What to work on: Copy all entries verbatim and keep any pictures out of the copy.

Source records:

┌────────

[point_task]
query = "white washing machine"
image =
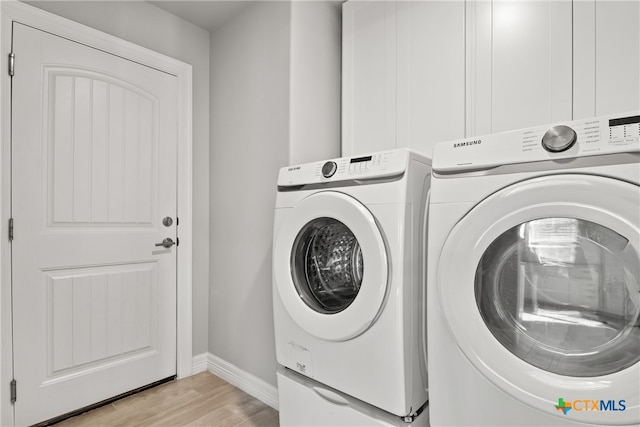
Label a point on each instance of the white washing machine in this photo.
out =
(305, 402)
(534, 277)
(348, 269)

└────────

Answer to this task:
[point_task]
query = "white washing machine"
image =
Label a point on each instance of the white washing machine in this photo.
out =
(305, 402)
(534, 277)
(348, 269)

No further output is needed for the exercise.